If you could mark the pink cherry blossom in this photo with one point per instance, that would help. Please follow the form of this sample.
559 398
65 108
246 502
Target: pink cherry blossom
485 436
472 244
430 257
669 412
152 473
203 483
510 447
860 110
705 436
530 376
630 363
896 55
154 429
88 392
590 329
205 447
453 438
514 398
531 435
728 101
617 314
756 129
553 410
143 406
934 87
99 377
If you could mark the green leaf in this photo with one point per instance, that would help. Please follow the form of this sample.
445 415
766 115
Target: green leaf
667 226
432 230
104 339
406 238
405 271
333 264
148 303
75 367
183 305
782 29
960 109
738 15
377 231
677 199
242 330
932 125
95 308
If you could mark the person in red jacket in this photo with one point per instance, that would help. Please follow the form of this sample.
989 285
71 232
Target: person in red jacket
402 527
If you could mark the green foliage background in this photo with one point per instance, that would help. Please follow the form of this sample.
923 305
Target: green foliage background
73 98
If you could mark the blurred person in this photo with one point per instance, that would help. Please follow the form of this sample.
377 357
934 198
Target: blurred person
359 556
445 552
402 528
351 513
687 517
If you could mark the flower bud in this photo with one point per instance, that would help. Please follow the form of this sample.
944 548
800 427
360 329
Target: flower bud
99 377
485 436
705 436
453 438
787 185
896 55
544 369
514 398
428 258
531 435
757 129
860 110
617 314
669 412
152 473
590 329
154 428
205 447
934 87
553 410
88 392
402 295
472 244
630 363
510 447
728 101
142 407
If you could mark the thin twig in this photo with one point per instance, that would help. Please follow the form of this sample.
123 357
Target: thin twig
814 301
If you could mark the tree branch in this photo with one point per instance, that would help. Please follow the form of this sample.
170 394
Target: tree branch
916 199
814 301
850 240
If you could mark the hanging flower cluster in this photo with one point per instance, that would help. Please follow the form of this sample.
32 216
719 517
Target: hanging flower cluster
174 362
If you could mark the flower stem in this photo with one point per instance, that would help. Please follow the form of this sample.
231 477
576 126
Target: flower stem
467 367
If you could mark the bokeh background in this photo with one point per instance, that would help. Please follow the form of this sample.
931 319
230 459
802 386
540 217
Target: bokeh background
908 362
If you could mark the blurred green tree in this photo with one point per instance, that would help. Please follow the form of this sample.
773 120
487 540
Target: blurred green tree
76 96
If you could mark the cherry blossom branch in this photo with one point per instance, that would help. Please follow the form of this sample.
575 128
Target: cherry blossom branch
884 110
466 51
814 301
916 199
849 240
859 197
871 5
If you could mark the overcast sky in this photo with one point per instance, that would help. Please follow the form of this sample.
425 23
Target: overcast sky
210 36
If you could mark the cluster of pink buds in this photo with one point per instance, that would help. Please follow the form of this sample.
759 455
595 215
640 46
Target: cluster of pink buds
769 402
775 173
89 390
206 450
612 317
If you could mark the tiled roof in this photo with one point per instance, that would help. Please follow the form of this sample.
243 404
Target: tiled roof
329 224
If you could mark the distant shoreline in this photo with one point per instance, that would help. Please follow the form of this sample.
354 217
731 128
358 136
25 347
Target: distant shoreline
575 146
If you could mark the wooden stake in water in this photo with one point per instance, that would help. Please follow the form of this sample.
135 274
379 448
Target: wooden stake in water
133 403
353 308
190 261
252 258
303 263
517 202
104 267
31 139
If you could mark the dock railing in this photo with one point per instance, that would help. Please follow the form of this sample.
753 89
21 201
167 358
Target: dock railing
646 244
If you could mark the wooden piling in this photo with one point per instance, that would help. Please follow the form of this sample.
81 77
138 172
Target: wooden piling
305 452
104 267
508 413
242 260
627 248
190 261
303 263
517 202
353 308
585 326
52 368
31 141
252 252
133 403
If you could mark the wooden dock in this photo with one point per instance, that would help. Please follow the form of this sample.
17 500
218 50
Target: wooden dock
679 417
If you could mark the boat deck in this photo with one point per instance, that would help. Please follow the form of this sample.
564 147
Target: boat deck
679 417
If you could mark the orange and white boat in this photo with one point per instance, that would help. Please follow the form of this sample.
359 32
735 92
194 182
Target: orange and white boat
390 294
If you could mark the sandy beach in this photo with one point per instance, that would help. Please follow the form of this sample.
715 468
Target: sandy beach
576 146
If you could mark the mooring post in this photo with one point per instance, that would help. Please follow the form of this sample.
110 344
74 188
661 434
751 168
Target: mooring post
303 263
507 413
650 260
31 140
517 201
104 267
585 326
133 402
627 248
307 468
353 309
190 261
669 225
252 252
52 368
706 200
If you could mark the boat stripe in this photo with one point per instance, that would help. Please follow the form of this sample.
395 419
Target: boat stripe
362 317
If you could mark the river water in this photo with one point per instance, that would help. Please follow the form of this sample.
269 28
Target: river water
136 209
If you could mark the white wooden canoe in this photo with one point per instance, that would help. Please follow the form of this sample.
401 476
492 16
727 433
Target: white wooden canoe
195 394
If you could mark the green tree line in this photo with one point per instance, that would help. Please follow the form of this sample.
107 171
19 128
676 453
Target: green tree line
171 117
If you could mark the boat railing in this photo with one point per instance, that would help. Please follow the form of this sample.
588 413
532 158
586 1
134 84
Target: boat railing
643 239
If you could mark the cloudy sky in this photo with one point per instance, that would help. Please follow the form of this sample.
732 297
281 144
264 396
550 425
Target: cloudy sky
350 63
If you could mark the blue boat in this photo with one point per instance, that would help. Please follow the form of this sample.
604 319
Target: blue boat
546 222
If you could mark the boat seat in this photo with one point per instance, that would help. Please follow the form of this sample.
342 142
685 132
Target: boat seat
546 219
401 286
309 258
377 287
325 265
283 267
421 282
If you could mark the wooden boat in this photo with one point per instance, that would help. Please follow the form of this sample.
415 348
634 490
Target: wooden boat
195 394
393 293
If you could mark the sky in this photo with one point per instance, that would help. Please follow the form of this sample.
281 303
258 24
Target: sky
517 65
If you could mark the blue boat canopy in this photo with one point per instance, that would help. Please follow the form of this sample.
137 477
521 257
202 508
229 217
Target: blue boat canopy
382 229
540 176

+ + + +

Task instructions: Word for word, copy the listing above in its entirety.

Answer section:
If you could mark the pink cherry blossom in this photo with one point per instance, that would help. Please follow the form of this sample.
559 398
65 108
246 502
Target: pink cherry blossom
485 436
472 244
430 257
669 412
152 473
203 483
510 447
860 110
705 436
530 376
630 363
896 55
154 429
88 392
590 329
205 447
453 438
514 398
531 435
728 101
617 314
756 129
553 410
143 406
934 87
99 377
If you could mark the green leaf in this photo with one point per instance, that would help. Please follow the form of this sample.
445 415
766 115
Target: green leaf
667 226
432 230
104 339
406 238
405 271
333 264
148 303
75 367
183 305
782 29
960 109
738 15
377 231
677 199
242 330
932 125
95 308
If you could mark the person in red jacket in this photo with one point per instance, that would help. Please follow the form of this sample.
989 285
71 232
Target: person in red jacket
402 527
If you could mark the green foliage background in this photo with one point per instance, that would help. Please follow the form of this sample.
923 305
Target: green foliage background
73 98
If you could mark the blurred person in this photo with one point per instance, that would help. Please follow the form of this sample.
377 357
934 198
Target: blurred person
359 556
445 552
402 528
351 513
687 517
If you could mark the flower bud in this photo with one point per instance, that would help. Please follow the form of this sample.
944 548
800 427
360 329
Target: flower bud
99 377
485 436
705 436
453 438
787 185
896 55
544 369
514 398
428 258
531 435
757 129
860 110
617 314
669 412
152 473
590 329
154 428
205 447
934 87
553 410
88 392
402 295
472 244
630 363
510 447
728 101
142 407
If you could mark the thin twig in this photo with one point per instance, that would help. Please follow the form of this sample.
123 357
Target: thin twig
814 301
If you could mark the tree branch in this photo with one point per instance, that would help. Please follow the form of this sample.
170 394
Target: tree branch
916 199
814 301
850 240
If you could mark the hanging flower cluster in this photo with one point per instance, that would help. Please follow the form of this sample.
32 216
719 517
Target: hanging flower cluster
174 362
If you could mark the flower stem in this photo with one point per instance, that would help. Please follow the form of this sample.
231 477
576 126
Target: flower stem
467 367
If you could mark the bokeh background in this photo with one point per instance, that would help. Please follow the form of this sample.
931 319
230 459
802 386
540 217
Target: bokeh background
908 362
If you could mark the blurred green tree in this photo with one point per instance, that would help. Please follow the form of this sample.
773 120
487 540
Target: blurred green tree
76 96
If you could mark the cherry blossom branch in this photo with one point per instance, that would help. Please follow the form of this sample.
575 128
Target: cherry blossom branch
884 110
466 51
814 301
916 199
849 240
859 197
871 5
If you could mark the overcast sky in this photo with one point per instance, that would help. Please follow the form of this sample.
425 23
Target: overcast sky
210 36
If you could mark the cluster of pink buds in this photo with one point per instance, that would help. Please follow the form of this sample.
759 455
595 215
640 46
Target: cluster of pink buds
769 402
775 173
89 390
206 450
612 317
If you could mark the tiled roof in this photo with one point per instance, that would help. Please follow the form of this sample.
243 404
Target: tiled roof
329 224
If you could mark the distant shoreline in this photo with one point per instance, that would help. Please follow the form of this sample.
354 217
731 128
358 136
25 347
Target: distant shoreline
575 146
If you could mark the wooden stake in water in this photo with one point per instance, that would help. Please follow the form of this sample.
135 274
379 448
Target: wooden stake in water
133 403
353 308
190 261
252 258
303 263
517 202
104 267
31 139
If you could mark the dock railing in this photo with one point per instance, that would help. Please follow the form of this sample.
753 89
21 201
167 358
Target: dock railing
646 244
If you could mark the wooden piling in this photo with one point per instance, that would help. Please follow the form of this sample.
81 77
138 172
Target: wooden piling
305 452
104 267
508 413
242 260
627 248
190 261
303 263
517 202
353 308
585 326
52 368
31 141
252 252
133 403
If you could mark the wooden dock in this photo with one point per instance, that would help. Please follow the form of this sample.
17 500
218 50
Target: wooden dock
679 417
If you could mark the boat deck in this photo with one point per instance, that would help. Please follow the form of this sample.
564 147
Target: boat deck
679 417
If you could mark the orange and white boat in this photo with one point per instance, that would help. Please follow the form of this sample.
359 32
735 92
194 182
Target: orange and white boat
390 294
If you could mark the sandy beach in this photo with one point per instance, that would help. Please follow the form of this sample.
715 468
Target: sandy beach
576 146
If you could mark the mooring post in this photo with one point per instance, that would help. Please follow the form of this sample.
110 344
74 188
661 434
751 168
Target: mooring post
303 263
507 413
650 260
31 140
517 201
104 267
585 326
133 402
627 248
307 468
353 309
190 261
669 225
252 252
52 368
706 200
If you could mark the boat stripe in this photo with one point per instance, that would help. Please follow the form of this sample.
395 419
Target: boat stripe
362 317
If you could mark the river water in this photo with one point per instance, that would help. Please follow the form of this sample.
269 28
Target: river water
136 209
If you could mark the white wooden canoe in this photo with one point per instance, that would help. Please follow the form of this sample.
401 476
492 16
727 433
Target: white wooden canoe
195 394
If you could mark the green tree line in this photo with one point per instance, that would help. Please follow the form of this sample.
107 171
19 128
676 453
Target: green tree line
171 117
If you could mark the boat railing in this photo with one point per instance, that would help. Please follow the form of this sample.
588 413
532 158
586 1
134 84
Target: boat railing
643 239
If you could mark the cloudy sky in this photo with one point per instance, that would help. Please follow the form of this sample.
732 297
281 144
264 396
550 425
Target: cloudy sky
350 63
If you could mark the blue boat in this photo with one point per instance, that would help. Please follow the form of this sample.
604 319
Target: blue boat
546 222
If you could mark the boat seat in this photo with one point per instance, that would help. Please follow the form of this sample.
342 142
685 132
Target: boat seat
546 219
401 286
309 258
377 287
325 265
283 267
421 282
If you could mark the wooden boat in this photo with one point per instance, that would help. Please follow the form of this sample.
415 348
634 490
Target: wooden boat
195 394
393 293
If you could mark the sky in this photo with one point per instance, that would help. Please follow the form of this sample.
281 303
258 24
Target: sky
517 65
If you could mark the blue boat canopy in this photo with one point per instance, that would help. Please follow the form of this sample.
137 477
521 257
202 508
229 217
Target: blue boat canopy
382 229
540 176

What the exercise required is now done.